Supplied entries Block Start

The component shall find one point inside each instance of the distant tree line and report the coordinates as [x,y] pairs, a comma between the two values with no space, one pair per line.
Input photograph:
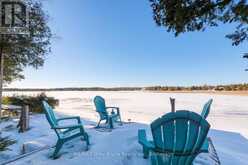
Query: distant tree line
[74,89]
[231,87]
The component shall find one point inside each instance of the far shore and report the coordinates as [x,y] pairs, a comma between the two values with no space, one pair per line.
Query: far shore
[236,93]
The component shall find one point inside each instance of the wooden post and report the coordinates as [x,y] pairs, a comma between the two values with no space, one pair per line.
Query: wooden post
[172,101]
[24,119]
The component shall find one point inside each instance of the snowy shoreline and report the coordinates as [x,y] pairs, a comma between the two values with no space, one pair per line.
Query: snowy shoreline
[228,119]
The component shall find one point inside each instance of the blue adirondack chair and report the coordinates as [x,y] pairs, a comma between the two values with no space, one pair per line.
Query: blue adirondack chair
[178,137]
[64,132]
[110,118]
[206,109]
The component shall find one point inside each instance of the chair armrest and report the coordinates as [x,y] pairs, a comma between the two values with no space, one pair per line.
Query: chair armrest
[205,146]
[68,126]
[143,140]
[114,108]
[70,118]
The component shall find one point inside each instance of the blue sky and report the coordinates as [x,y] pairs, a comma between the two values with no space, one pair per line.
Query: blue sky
[116,43]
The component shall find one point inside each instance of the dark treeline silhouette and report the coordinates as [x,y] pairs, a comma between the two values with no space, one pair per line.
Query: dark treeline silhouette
[74,89]
[231,87]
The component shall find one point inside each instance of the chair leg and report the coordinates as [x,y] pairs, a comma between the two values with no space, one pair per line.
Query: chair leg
[145,152]
[111,124]
[120,120]
[58,146]
[86,137]
[98,124]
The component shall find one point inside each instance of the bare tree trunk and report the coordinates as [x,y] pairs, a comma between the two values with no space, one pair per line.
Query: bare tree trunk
[1,78]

Supplied entries Block End

* _Task prompt_
Pull every line containing "each" out of the records.

* _Result for this exercise_
The component shall find one point inside each instance of the distant tree line and report the coordinates as [x,y] pairs, a comma between the two values with no space, one pair per line.
The component shall find one point inside each instance of the far shore and report the coordinates as [x,y] pairs, a comma between the two values with no space, one pair per line.
The component shall find one point inside each instance of the wooden post and report the coordinates as [x,y] pairs, a comma between the two values with no space, one pair per line.
The component shall find one point inside each instance of the snowy shoreline and report the coordinates as [x,y] pairs, a comma between the two values with no space, one pair per line.
The component shall find one point inside each instance of the blue adirondack chair and report the coordinates as [x,y] pairs, a comma between the two values with no space, one pair per line.
The component shall find one point inside each instance of the chair armrest and report the coordinates as [x,y] pairs, a comma between the two values with no space, one pair per line.
The component shall find one point inside each instance of the blue sky and report the coordinates as [x,y] pairs, a comma between the two values with no space, one pair per line.
The component shall find one point inside each instance of the dark treeline silhouette and report the coordinates as [x,y] pairs, a comma between the two values with no space, one pair per line.
The component shall find one point inside each instance of the chair leg and report the coordinates as [x,y] pairs, a comma between the two values with no space, one pair per line.
The component shall find one point inside each instance of the bare tree trunk and report the coordinates as [x,y] pairs, a comma between the two values with no space, one pair per line.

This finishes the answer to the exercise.